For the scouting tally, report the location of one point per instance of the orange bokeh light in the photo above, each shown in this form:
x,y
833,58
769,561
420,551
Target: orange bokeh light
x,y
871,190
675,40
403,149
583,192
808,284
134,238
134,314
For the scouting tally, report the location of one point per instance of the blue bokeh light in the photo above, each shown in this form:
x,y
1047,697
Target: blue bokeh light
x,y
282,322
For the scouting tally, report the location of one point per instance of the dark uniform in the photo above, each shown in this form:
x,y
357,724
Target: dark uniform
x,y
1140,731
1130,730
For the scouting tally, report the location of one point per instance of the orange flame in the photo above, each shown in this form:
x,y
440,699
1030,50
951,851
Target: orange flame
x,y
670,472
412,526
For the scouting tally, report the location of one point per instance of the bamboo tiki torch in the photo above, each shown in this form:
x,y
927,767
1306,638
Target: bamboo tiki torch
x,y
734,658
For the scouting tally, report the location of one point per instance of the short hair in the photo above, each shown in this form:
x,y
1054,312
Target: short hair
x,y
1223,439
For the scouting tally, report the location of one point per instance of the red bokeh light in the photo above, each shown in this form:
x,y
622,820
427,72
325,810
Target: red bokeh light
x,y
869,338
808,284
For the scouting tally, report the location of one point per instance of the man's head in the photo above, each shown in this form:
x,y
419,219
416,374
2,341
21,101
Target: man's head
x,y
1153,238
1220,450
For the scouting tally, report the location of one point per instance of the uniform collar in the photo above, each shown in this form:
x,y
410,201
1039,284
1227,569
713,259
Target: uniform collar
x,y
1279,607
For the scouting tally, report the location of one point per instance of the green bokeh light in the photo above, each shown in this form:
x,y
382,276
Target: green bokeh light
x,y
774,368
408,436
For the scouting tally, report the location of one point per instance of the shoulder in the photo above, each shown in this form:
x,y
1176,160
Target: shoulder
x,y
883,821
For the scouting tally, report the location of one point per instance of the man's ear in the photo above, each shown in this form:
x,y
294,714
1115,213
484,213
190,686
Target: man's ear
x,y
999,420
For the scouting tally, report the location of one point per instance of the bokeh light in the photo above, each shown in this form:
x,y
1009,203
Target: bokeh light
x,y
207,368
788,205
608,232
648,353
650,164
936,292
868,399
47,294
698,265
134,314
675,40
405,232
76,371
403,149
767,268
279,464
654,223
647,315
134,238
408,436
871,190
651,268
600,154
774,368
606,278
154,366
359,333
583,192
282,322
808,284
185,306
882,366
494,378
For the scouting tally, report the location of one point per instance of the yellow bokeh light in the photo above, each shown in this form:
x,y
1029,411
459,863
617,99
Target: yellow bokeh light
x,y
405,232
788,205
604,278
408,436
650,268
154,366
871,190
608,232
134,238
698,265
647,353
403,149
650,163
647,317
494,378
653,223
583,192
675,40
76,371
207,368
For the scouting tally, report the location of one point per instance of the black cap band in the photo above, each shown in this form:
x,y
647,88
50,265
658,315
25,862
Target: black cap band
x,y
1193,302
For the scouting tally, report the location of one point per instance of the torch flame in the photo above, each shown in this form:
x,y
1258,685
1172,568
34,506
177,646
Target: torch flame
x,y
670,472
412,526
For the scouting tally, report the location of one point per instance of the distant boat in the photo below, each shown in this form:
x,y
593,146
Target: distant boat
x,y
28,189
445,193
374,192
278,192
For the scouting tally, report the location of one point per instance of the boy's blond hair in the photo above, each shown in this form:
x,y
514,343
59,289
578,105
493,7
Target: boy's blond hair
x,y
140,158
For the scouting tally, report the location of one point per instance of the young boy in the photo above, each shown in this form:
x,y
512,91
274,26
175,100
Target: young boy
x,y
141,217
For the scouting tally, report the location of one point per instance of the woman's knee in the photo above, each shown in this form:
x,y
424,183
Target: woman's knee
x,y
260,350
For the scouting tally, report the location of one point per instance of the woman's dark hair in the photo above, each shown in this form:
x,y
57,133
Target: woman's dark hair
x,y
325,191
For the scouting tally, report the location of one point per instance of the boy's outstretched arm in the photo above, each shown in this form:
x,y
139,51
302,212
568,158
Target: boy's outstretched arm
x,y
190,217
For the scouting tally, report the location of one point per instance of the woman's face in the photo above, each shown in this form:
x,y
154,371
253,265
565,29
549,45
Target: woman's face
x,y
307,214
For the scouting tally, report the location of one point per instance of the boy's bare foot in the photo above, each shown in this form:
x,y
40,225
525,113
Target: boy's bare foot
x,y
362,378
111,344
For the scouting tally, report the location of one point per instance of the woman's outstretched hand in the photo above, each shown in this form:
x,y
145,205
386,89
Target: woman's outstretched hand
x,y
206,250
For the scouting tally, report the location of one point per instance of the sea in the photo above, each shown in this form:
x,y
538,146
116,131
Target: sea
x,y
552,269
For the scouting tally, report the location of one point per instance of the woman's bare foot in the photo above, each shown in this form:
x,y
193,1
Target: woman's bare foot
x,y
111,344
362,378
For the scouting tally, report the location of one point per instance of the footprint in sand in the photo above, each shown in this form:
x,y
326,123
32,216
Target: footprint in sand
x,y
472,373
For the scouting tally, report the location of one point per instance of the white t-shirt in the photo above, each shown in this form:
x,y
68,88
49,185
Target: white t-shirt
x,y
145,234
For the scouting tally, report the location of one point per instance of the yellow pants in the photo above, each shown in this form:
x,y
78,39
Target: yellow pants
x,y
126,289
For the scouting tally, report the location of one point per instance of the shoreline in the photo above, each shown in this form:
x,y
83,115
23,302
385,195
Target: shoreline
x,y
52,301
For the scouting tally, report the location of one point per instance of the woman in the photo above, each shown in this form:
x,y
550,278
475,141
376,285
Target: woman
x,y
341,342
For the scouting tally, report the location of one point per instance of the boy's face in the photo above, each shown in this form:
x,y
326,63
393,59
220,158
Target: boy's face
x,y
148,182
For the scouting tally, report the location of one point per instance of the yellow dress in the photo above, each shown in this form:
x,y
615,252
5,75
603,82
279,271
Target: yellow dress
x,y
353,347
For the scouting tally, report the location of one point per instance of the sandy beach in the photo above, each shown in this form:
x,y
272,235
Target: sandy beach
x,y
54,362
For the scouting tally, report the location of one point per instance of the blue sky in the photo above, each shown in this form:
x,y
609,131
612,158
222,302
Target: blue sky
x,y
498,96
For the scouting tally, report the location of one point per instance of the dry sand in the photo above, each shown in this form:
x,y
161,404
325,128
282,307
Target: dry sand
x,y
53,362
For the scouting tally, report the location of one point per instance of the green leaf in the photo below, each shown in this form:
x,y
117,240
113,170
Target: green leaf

━━━━━━

> **WHAT YOU HAVE TO DO**
Emit the full listing verbatim.

> **CORRECT OUTPUT**
For the scouting tally, report the location of one point per instance of the orange bokeh light in the photo above, each shown in this form:
x,y
833,58
769,561
420,551
Target: orange bokeh light
x,y
871,190
675,40
403,149
583,192
808,284
134,238
134,314
For the scouting tally, report the location of one point per instance of the blue bokeh light in the photo above, each shown in this form:
x,y
1047,697
Target: blue bokeh light
x,y
282,322
For the scouting tally, report the location of one point per instance of the dark uniform in the photo above, each shown in this form:
x,y
357,724
Target: dark uniform
x,y
1140,731
1130,730
For the scouting tally, report the location of one point per instance of the orange flame in the photo above, each shown in this form:
x,y
440,699
1030,50
951,851
Target: orange flame
x,y
670,472
412,526
For the scouting tally, report the location of one point per instance of the bamboo tiki torch in the photo above, each shown in this form:
x,y
927,767
1306,638
Target: bamboo tiki torch
x,y
734,658
For the scouting tally, report the location of one point per instance of the short hair in the photo above, each shown in this form:
x,y
1054,312
Target: short hair
x,y
1223,439
For the scouting tally, report the location of one point per instance of the red bokeh light in the photo above, each shown in this form:
x,y
622,820
427,72
325,810
Target: red bokeh light
x,y
869,338
808,284
For the scouting tally, report the location of one point per instance of the man's head in the photo above, each shown in this form:
x,y
419,219
416,374
2,341
21,101
Target: man's head
x,y
1153,238
1220,450
For the scouting tally, report the location of one point per instance of the uniform collar in the photo above, each shown in this form:
x,y
410,201
1039,284
1227,569
713,259
Target: uniform collar
x,y
1279,607
For the scouting tally, report the location of one point per instance of the green bokeh light in the photo above, each shown in this form:
x,y
382,276
Target: green bokeh light
x,y
774,368
408,436
For the scouting tally, report the location of one point per instance of the shoulder in the photo above, each shown in this form:
x,y
1176,160
Target: shoulder
x,y
883,821
For the scouting tally, report the location of one point per instance of the man's ear in the photo above, each shown in this form:
x,y
294,714
1115,213
484,213
190,686
Target: man's ear
x,y
999,420
For the scouting tally, report the location of one point per instance of the bokeh light in the photo above, each shown in this form:
x,y
1009,203
Target: bokeh light
x,y
207,368
788,205
608,232
648,353
650,164
936,292
868,399
47,294
698,265
134,314
675,40
405,232
76,371
403,149
767,268
279,464
654,223
647,315
134,238
408,436
871,190
651,268
600,154
774,368
606,278
154,366
359,333
583,192
282,322
808,284
185,306
882,366
494,378
For the scouting tally, report the location of one point per instance of the yellow bokeh light in the photo above, each shown in this form:
x,y
1029,411
459,863
617,99
Target: yellow bokeh light
x,y
405,232
788,205
604,278
408,436
650,268
154,366
871,190
608,232
134,238
698,265
647,353
403,149
650,163
647,317
494,378
653,223
583,192
675,40
76,371
207,368
For the scouting tally, report the location of one point per instance of the black cap band in the photo above, each shown in this form:
x,y
647,88
50,265
658,315
25,862
Target: black cap band
x,y
1193,302
For the scouting tally, report the location of one point per instance of the torch flame in the photo above, each shown in this form:
x,y
1258,685
1172,568
34,506
177,646
Target: torch flame
x,y
670,472
412,526
For the scouting tally, report the location of one point per instance of the distant boat in the photo below, each shown in this form:
x,y
593,146
Target: distant boat
x,y
28,189
445,193
374,192
278,192
For the scouting tally, report the location of one point per instance of the boy's blond hair in the photo above, each shown in this form:
x,y
514,343
59,289
578,105
493,7
Target: boy's blond hair
x,y
140,158
For the scouting tally, report the location of one point per instance of the young boy in the photo above, each shown in this form:
x,y
512,91
274,26
175,100
Target: young boy
x,y
141,217
For the scouting tally, report the location of one point per instance of the woman's knee in the photo above, each shown in this form:
x,y
424,183
Target: woman's knee
x,y
260,350
For the scouting tally, report the location of one point per instance of the woman's dark hair in the photo above, each shown in this form:
x,y
57,133
Target: woman's dark hair
x,y
325,191
For the scouting tally, report the location of one point per instance of the boy's outstretched arm in the photo above, each shown in this form:
x,y
139,51
302,212
568,158
Target: boy's outstretched arm
x,y
190,217
For the scouting tally, report the location of one point per instance of the woman's face in the photo above, each shown in this form:
x,y
154,371
253,265
565,29
549,45
Target: woman's face
x,y
307,214
For the scouting tally, report the location of one point per instance of the boy's bare foot in the photo above, each shown in this form:
x,y
40,225
525,113
Target: boy's bare foot
x,y
362,378
111,344
For the scouting tally, report the location of one point per instance of the woman's outstretched hand in the photo above, each shown in this form:
x,y
145,205
386,89
Target: woman's outstretched hand
x,y
206,250
For the scouting tally, report the location of one point per instance of the sea in the photo above, each shown in this form:
x,y
538,146
116,131
Target: sea
x,y
552,269
For the scouting tally, report the location of one point per instance of the woman's bare foot in the photo above, each shown in this form:
x,y
193,1
Target: woman's bare foot
x,y
111,344
362,378
For the scouting tally, report the location of one point per instance of the footprint in sand in the photo above, each shown in this form:
x,y
326,123
32,216
Target: footprint in sand
x,y
472,373
For the scouting tally, report the location of one point per instance of the white t-shirt in the photo above, each shown in this form:
x,y
68,88
49,185
Target: white t-shirt
x,y
145,234
For the scouting tally, report the location of one point per instance of the yellow pants in the photo above, each shown in this form:
x,y
78,39
Target: yellow pants
x,y
126,289
For the scouting tally, report the location of one point per instance of the shoreline in the photo above, each shown in this form:
x,y
83,115
23,302
385,195
Target: shoreline
x,y
52,301
For the scouting tally, report the location of one point per instance of the woman in the photo above, each shown in this form:
x,y
550,278
475,141
376,285
Target: woman
x,y
341,342
For the scouting tally, report the location of one point per instance of the boy's face in the photo above, each shown in this form:
x,y
326,63
393,59
220,158
Target: boy's face
x,y
148,182
For the scouting tally, report the location of one point per instance of the yellow dress in the photo above, each shown in this form:
x,y
615,252
5,75
603,82
279,271
Target: yellow dress
x,y
353,347
For the scouting tally, report the location of one point per instance of the sandy beach in the photo above, each shown in this form:
x,y
272,235
Target: sandy beach
x,y
54,362
For the scouting tally, report the location of one point per instance of the blue sky in the photo above, each shown in this form:
x,y
609,131
612,158
222,302
Target: blue sky
x,y
498,96
For the scouting tally, report the location of one point per instance of the dry sand in the photo above, each shown in this form:
x,y
161,404
325,128
282,307
Target: dry sand
x,y
53,362
For the scouting tally, report the location of one point per instance of the green leaf in the photo below, each shown in this form:
x,y
117,240
113,170
Target: green leaf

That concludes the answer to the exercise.